Extrait choisi »
Shor Mehmûd leur fait alors cette offre et les Kurdes lui répondent avec regret : "Shor Mehmûd nous t'aimons et voudrions te suivre. Mais ton oncle est rusé et nous a fait jurer sur le Coran que nous le suivrons jusqu'à Dejwalereshan. Comme nous ne pouvons rompre notre serment, voilà ce que nous ferons : nous le suivrons comme dit là-bas, resterons trois jours, et puis nous reviendrons et tu auras Xatû Merzêngan, de qui nous ne demandons pas d'argent ; nous ne voulons que votre bonheur."
Mais Shor Mehmûd est impatient et bouillant. Il galope jusqu'aux pâturages d'été des Haledinan et parle à leur chef, lui demandant des hommes pour reprendre sa fiancée. Le chef des Haledinan accepte mais lui demande un peu de temps pour rassembler ses cavaliers. Shor Mehmûd, très impatient, ne peut attendre et s'élance tout seul sur les traces de son oncle.
Xatû Merzêngan, qui a dû suivre son père dans les montagnes, fait, une nuit, un rêve, où elle voit Shor Mehmûd tomber d'un pont et se noyer. Or, le jour suivant ce rêve, la tribu franchit un pont et elle reconnait celui de son rêve. Terrifée, elle parle au gardien du pont, sans s'apercevoir que son père, caché dessous, écoute toute leur conversation.
Xatû Merzêngan dit au gardien qu'il verra sans doute venir un magnifique cavalier, avec une longue lance, et qu'il doit l'aider alors à franchir le pont. Le gardien promet. Mais quand Xatû retourne vers les siens, Xaleresh sort de sa cachette, et dit au gardien que le cavalier attendu est un homme mauvais, qui mettra la vie de tous en danger s'il lui laisse franchir ce pont. Xaleresh offre à l'homme 100 tomans et lui demande de jurer sur le Coran qu'il l'empêchera de franchir le pont et qu'il dira au cavalier ces paroles : qu'une grande tribu dont il ne sait le nom a passé le pont, qu'il y avait parmi eux une belle fille montée sur une mule blanche, que son nom était Xatû Merzêngan, et que la mule blanche s'est battue avec une mule noire, que Xatû est tombée du pont et s'est noyée. Le gardien jure sur le Coran de raconter à Shor Mehmûd cette histoire.
Quand Shor Mehmûd arrive et qu'il entend ce récit, de douleur, il descend de cheval, fait ses ablutions rituelles, prie, saute du pont et se noie en demandant pardon à Dieu.
Quand Xatû Merzêngan revient au pont, pour se renseigner, elle voit le cheval de Shor Mehmûd, sans son cavalier. Questionnant le gardien du pont, elle apprend toute l'histoire. Elle écrit alors une lettre racontant la vérité, qu'elle cache dans la selle du cheval de son cousin. Puis elle fait ses ablutions, prie, et prend le même chemin que Shor Mehmûd.
Peu de temps après, les cavaliers promis par la tribu de Haledinan arrivent au pont, voit le cheval et trouvent la lettre. Furieux, ils tuent le gardien, attaquent la tribu de Xaleresh .

Données d'entrée »

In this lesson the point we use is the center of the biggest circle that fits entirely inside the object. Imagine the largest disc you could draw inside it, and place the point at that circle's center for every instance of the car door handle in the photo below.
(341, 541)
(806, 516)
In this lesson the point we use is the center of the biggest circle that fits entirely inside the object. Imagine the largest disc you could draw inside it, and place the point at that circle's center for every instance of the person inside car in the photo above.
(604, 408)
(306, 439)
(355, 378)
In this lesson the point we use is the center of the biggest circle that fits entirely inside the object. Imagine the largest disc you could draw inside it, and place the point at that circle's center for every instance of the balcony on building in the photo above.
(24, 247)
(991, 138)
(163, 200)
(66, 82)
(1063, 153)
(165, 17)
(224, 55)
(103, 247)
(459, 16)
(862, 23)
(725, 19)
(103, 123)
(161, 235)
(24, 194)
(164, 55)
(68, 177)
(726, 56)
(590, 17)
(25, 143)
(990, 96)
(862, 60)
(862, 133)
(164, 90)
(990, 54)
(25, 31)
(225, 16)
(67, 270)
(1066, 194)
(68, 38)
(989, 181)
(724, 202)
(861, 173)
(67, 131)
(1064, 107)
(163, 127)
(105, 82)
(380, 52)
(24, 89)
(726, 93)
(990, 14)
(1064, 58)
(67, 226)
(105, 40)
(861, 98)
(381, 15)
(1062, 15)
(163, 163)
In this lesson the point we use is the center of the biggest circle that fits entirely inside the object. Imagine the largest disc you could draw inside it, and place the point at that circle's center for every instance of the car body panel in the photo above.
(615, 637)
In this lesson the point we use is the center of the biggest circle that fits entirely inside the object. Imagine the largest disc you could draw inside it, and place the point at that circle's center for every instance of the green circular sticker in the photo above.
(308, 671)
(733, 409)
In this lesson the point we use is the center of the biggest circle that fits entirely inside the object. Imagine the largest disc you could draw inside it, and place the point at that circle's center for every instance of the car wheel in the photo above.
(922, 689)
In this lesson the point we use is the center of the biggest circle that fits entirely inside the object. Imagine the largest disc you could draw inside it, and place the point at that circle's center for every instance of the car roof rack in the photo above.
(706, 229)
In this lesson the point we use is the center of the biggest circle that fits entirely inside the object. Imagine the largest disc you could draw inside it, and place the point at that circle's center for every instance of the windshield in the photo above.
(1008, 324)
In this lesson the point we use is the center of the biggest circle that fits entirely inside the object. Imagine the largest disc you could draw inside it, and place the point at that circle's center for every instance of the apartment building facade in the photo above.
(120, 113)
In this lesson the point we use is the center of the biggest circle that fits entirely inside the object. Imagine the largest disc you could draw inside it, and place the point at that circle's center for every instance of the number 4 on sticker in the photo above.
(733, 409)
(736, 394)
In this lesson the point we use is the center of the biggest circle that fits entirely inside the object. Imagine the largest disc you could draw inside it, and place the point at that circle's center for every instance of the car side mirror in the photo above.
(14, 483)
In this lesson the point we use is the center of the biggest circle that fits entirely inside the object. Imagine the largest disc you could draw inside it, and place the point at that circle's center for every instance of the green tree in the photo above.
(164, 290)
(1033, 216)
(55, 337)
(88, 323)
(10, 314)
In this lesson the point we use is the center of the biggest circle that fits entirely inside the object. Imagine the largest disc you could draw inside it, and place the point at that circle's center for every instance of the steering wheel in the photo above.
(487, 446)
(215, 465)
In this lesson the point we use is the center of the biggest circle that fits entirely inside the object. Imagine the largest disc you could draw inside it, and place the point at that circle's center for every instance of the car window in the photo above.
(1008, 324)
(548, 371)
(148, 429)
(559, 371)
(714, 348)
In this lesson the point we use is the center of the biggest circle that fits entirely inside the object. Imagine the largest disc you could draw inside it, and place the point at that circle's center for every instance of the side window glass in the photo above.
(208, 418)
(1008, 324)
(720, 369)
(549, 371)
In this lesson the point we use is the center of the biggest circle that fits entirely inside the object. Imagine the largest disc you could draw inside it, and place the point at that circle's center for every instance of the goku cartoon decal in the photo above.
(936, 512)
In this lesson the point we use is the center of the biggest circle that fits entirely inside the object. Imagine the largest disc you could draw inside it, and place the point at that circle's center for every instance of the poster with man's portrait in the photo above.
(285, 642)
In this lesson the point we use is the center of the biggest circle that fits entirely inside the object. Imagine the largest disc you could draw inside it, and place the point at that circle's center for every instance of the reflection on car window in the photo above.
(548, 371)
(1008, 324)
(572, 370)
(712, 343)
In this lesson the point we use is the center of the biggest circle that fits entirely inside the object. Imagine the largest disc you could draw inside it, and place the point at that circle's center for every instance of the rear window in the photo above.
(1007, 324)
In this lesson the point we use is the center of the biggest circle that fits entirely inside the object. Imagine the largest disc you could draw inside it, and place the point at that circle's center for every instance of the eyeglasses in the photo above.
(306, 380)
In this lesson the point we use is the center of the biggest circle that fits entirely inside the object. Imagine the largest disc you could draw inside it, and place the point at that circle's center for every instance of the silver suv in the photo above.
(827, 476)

Consigne A » Dans les entrées, substitue « white » à « silver » entre la ligne qui contient « suv in the photo above. » et la fin des entrées, bornes comprises. Recopie ces seules lignes sans rien modifier d'autre.
Consigne B » Prolonge le récit de Shor Mehmûd et Xatû Merzêngan à partir de sa dernière phrase.
Les entrées n'ont aucun lien avec le récit.

Réponse A »
In this lesson the point we use is the center of the biggest circle that fits entirely inside the object. Imagine the largest disc you could draw inside it, and place the point at that circle's center for every instance of the white suv in the photo above.
(827, 476)

Réponse B »
Un peu plus tard, la mère de Shor Mehmûd vint sur le pont et laissa tomber dans l'eau une fleur, en chantant l'épopée qui a ainsi survécu dans la bouche et la mémoire des hommes.
- Qazelê Nalî : Nalî est un poète mystique soranî, ici chanté par un derviche, Hemebor, âgé de 33 ans, de Yekshawa. Il appartenait à une tariqat près de Saqiz mais vivait aussi à Yekshawa, qui appartenait à la fameuse famille de Baba Miri Mokkri. Il s'accompagne lui-même au def.
Texte :
Ay, ay, ay, grand Dieu, Seigneur des mystères
Couvert de soie précieuse, prince des terres brûlantes
Oh toi le sceau de notre religion, toi dont la stature est d'un jeune pin
Qui a la beauté de la quatorzième lune, - O Messager de Dieu je me repens -
Toi qui est environné et protégé de nuages.
Ay, ay, ay,
Il n'est pas comme Darius, il n 'est pas comme Alexandre,
Non, il n'a pas la pompe de Salomon
Il est le prince des volées d'Anges - O messager de Dieu je me repens-
Il a apposé le sceau de notre religion,
Il n'est pas le Jésus des chrétiens, il n'est pas Moïse de la montagne de Tûr,
Oui, il est le roi d'Esra, oui il a clamé de la place du mihrab
Je me prosterne sur ton seuil,
Tout-puissant je me sacrifie pour toi,
Il est le désir de mon coeur, celui de me perdre en Toi.
Je me prosterne sur Ton seuil, Dieu je serai ton hôte
Je me sacrifie pour Toi.
Debout ! Voici Mohammed, par Dieu !
Il a toqué à la porte et l'univers a tremblé.
Ta dignité est ronde et immense, Seigneur des Seigneurs,
Ton nom est Mohammed Ami, ton titre est Prophète.
Oh par ton doux visage ô messager, mon oeil droit est la Résurrection.
Maintenant je suis démuni, je serai ton sacrifice,
Aujourd'hui est un jour précieux !"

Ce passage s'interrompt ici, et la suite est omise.